◆ **STUDY TEXT**:
○ ○ ○ ○

The common weakness of many studies was the failure to adjust for maternal smoking. Smoking is one of the strongest risk factors for adverse perinatal outcomes, [39] and few studies have shown that pregnant teenagers are more likely to smoke than pregnant older women. [40],[41] The negative effect of maternal smoking on birth weight appears to increase with maternal age. [42]

In a Taiwan study, the overall incidence of LBW was highest (10.6%) among the infants born to younger adolescent mothers (15-17 years of age) and lowest among those whose mothers were 20-34 years of age (5.1%). [43] Also, in this study, the adjusted relative risk of having LBW infants for younger adolescent mothers (15-17 years) and older adolescent mothers (18-19 years) were 2.5 and 1.7, respectively, as compared with mothers 20-34 years of age. [43] Younger adolescent mothers in almost all socio-demographic categories had higher risk of having infants with a LBW than did older adolescent mothers. [43] Both younger and older adolescent mothers who lived in rural areas, who had an age-inappropriate educational level, who had a low/unemployed occupational level, who were married or whose partner had an age-inappropriate educational level, had a significantly higher risk of delivering a LBW infant than mothers who were 20-34 years of age with identical socio-demographic characteristics. [43]

Geronimus [44] demonstrated an increasing risk of low birth weight with advancing maternal age among black, but not white, mothers, using 1989 birth certificate data from singleton first births to black and white mothers aged 15-34 in Michigan. [44]

Teenagers are not the only age group for at high risk for poor birth outcome, but they received the most researchers' attention. Very few research studies have been documented on births to older mothers, even though such births are becoming increasingly common. Virginia et al. [44] reported that older maternal age is associated with reduced birth weight among infants born to African American women, and the age effect is exacerbated by individual poverty. [45]

In a study done by Lee et al. [23] on 184,567 singleton live births with gestational ages of 40 weeks, examined from the 1980-1984 Illinois birth certificate data, it was reported that to separate out the independent effect of maternal age on the incidence of low birth weight infants at term, the presence of other maternal factors, such as race, education, parity, marital status, and prenatal care, were adjusted by use of a series of multiple logistic regression analyses. All of these analyses consistently demonstrated that the adjusted risk for low birth weight at term is the lowest in teenagers and increases with advancing maternal age. These results indicate that the high incidence of this factor in young mothers apparently reflects their poor socio-demographic and prenatal care status. Advancing maternal age is associated with a decreased potential for fetal growth, possibly reflecting biologic aging of maternal tissues and systems or the cumulative effects of disease. [23]

Studies have found that LBW can be predicted by many maternal characteristics, including age and ethnicity. [17],[21],[46],[47],[48],[49],[50],[51] However, the effect of the mother's age on birth weight has been a matter of debate, with some studies reporting that teenage mothers are more likely to give birth to preterm babies and babies of LBW, and others suggesting that other factors such as racial and socio-economic differences may confound such results and weaken any conclusions regarding the effect of age. [21],[47],[52],[53],[54],[55],[56],[57],[58],[59] To assess the true effect of maternal age, researchers need an inclusive set of narrowly defined age groups spanning all reproductive ages across the birth weight.

As this study highlights the fact that the pregnancy at extreme of reproductive age - both young teenagers and older women (after 40 years) - is at high risk for giving birth to low birth weight babies; community-based awareness for prevention of teenage pregnancies (both within the wedlock or out of wedlock) and prevention of pregnancies after 40 years of maternal age; carries important public health significance in reducing low birth weight babies, thus avoiding further consequences among infants with low birth weight.

○ ○ ○ ○

◆ **WORK REQUEST 1**:
Translate this sentence from the text on maternal age and birth weight into Spanish: "Very few research studies have been documented on births to older mothers, even though such births are becoming increasingly common."
◆ **WORK REQUEST 2**:
Transcribe the text on maternal age and birth weight from "Studies have found" to "the birth weight.".
The records have no role here.

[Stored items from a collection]
○ ○ ○ ○

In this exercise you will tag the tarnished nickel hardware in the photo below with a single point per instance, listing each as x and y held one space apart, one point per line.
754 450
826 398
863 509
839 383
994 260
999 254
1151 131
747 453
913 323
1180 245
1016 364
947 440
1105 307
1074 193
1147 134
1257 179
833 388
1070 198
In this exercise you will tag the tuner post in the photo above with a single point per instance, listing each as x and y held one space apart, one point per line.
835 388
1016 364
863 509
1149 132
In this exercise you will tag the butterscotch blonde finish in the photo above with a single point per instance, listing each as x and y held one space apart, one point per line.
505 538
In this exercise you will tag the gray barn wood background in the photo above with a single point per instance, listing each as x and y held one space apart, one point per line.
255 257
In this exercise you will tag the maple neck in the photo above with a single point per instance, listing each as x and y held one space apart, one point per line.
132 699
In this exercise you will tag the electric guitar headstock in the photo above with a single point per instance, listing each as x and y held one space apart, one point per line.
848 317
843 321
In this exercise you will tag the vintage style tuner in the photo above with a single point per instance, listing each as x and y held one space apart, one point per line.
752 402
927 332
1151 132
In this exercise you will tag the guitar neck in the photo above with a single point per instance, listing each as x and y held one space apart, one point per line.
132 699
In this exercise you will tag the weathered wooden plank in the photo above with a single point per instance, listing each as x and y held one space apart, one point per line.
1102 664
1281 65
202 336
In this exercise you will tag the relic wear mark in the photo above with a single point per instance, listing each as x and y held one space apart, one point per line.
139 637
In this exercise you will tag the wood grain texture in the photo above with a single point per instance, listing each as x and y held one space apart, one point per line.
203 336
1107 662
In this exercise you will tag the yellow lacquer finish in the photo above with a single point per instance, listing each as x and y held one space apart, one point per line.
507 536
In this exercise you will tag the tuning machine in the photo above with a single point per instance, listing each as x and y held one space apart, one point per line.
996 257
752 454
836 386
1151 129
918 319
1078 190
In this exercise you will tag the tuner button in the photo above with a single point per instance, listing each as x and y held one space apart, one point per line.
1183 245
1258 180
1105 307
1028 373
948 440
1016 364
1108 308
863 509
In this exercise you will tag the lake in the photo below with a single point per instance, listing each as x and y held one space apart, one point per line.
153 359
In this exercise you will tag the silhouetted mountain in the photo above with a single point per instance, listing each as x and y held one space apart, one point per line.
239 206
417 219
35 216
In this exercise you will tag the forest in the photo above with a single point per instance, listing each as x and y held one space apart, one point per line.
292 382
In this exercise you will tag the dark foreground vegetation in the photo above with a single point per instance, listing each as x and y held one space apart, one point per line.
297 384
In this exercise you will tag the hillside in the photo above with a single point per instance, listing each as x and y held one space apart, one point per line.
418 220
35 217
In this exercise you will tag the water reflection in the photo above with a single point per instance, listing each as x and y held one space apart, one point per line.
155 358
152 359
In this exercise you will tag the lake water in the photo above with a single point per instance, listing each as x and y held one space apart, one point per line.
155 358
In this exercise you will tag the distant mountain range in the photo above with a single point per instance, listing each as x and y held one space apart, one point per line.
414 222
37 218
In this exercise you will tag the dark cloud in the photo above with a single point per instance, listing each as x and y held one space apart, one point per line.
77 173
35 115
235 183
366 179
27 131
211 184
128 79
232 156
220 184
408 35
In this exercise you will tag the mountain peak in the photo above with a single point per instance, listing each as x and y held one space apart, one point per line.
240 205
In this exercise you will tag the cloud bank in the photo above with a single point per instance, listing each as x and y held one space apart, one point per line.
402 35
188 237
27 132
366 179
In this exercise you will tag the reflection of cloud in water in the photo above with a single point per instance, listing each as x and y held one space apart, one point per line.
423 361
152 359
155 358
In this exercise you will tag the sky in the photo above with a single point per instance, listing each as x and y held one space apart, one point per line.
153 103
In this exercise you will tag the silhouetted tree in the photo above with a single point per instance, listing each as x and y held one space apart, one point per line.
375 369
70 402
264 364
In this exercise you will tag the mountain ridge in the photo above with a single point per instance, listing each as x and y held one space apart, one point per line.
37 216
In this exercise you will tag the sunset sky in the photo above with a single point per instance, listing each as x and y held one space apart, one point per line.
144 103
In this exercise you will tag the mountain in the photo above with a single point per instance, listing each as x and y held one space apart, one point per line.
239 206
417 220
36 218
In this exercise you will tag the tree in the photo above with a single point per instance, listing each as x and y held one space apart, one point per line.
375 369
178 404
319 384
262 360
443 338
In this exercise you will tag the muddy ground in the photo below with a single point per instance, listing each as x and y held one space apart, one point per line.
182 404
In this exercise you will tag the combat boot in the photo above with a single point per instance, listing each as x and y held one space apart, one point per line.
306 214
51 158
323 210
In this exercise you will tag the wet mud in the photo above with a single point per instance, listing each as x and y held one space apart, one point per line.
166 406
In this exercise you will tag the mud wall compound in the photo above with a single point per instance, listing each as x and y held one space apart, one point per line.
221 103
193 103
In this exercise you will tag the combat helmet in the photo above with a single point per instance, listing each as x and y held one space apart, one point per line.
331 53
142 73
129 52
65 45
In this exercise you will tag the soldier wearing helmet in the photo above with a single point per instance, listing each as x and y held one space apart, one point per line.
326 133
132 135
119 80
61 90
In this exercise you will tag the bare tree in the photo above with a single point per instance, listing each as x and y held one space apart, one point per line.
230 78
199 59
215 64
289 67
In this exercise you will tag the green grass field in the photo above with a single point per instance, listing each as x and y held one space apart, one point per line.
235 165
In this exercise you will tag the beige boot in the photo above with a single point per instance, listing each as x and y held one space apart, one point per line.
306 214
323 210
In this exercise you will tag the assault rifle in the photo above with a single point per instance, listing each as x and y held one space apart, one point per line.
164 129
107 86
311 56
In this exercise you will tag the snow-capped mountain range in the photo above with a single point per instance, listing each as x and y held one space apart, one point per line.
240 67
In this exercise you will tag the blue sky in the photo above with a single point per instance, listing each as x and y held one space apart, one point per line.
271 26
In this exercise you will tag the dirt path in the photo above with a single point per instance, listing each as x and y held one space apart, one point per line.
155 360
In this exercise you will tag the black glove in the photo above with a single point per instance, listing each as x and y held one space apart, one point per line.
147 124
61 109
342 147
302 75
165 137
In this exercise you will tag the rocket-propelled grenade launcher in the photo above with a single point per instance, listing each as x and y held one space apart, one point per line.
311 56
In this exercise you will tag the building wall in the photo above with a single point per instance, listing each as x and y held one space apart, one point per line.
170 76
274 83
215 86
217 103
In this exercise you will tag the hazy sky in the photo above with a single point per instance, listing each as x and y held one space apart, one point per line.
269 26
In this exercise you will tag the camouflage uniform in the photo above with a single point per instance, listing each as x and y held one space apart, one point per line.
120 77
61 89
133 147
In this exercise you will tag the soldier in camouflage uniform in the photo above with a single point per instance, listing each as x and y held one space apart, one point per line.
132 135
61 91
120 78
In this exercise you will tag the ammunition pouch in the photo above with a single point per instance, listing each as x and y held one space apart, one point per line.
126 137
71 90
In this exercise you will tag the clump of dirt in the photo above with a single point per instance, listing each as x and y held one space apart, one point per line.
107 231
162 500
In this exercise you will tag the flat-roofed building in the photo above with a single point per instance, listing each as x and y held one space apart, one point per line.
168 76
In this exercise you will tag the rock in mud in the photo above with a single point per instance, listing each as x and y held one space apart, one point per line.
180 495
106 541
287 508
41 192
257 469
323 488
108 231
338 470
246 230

○ ○ ○ ○

◆ **REPLY 1**:
Se han documentado muy pocos estudios de investigación sobre los nacimientos de madres de mayor edad, aunque tales nacimientos son cada vez más comunes.

◆ **REPLY 2**:
Studies have found that LBW can be predicted by many maternal characteristics, including age and ethnicity. [17],[21],[46],[47],[48],[49],[50],[51] However, the effect of the mother's age on birth weight has been a matter of debate, with some studies reporting that teenage mothers are more likely to give birth to preterm babies and babies of LBW, and others suggesting that other factors such as racial and socio-economic differences may confound such results and weaken any conclusions regarding the effect of age. [21],[47],[52],[53],[54],[55],[56],[57],[58],[59] To assess the true effect of maternal age, researchers need an inclusive set of narrowly defined age groups spanning all reproductive ages across the birth weight.